__Your objective__
Report how many lines in the entries below contain the string "trouser". Answer with the number alone.

Records contained in a dataset
══════
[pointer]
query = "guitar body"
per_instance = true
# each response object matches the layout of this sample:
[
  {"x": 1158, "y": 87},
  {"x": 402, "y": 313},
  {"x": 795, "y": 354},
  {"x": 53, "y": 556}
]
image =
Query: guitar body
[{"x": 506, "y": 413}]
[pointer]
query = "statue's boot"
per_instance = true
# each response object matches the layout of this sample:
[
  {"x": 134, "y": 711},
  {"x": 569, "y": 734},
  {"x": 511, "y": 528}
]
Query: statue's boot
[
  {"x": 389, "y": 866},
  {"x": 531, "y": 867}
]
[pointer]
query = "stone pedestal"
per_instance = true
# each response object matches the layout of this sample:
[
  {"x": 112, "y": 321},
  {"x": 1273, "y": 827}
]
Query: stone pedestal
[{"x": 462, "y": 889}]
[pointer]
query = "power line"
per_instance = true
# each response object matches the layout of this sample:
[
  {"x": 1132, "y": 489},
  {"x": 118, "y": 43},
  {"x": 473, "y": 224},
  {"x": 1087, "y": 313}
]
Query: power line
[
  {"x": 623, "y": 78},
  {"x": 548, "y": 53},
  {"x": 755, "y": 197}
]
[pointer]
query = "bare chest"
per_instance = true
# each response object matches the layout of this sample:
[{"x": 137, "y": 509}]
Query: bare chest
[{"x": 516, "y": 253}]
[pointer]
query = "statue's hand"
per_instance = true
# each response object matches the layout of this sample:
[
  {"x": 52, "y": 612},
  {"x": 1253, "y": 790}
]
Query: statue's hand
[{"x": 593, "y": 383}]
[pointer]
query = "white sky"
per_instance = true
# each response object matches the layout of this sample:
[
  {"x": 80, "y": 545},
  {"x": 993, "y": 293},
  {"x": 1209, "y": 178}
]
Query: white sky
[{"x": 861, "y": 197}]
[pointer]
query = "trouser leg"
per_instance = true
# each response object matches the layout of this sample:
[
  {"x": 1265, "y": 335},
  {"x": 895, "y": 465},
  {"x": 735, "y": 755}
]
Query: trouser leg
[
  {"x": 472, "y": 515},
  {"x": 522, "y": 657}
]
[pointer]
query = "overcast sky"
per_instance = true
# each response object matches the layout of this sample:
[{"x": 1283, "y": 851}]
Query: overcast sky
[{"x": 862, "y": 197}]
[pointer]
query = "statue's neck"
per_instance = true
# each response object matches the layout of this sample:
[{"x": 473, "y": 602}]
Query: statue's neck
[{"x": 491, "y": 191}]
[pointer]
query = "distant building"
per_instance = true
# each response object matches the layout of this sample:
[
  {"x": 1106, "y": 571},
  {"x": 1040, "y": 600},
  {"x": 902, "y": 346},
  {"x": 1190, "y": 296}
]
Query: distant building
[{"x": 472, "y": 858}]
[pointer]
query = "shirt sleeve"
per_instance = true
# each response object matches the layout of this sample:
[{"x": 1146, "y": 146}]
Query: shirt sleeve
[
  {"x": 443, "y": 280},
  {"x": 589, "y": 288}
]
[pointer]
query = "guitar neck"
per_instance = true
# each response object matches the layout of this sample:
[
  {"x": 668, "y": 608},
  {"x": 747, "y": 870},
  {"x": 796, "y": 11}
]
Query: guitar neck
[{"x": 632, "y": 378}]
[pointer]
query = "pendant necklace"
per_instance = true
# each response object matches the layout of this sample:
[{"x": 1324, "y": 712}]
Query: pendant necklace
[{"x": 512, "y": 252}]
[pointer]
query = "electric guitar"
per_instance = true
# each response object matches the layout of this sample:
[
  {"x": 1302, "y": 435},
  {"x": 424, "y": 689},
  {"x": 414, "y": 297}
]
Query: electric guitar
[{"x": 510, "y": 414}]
══════
__Task response__
2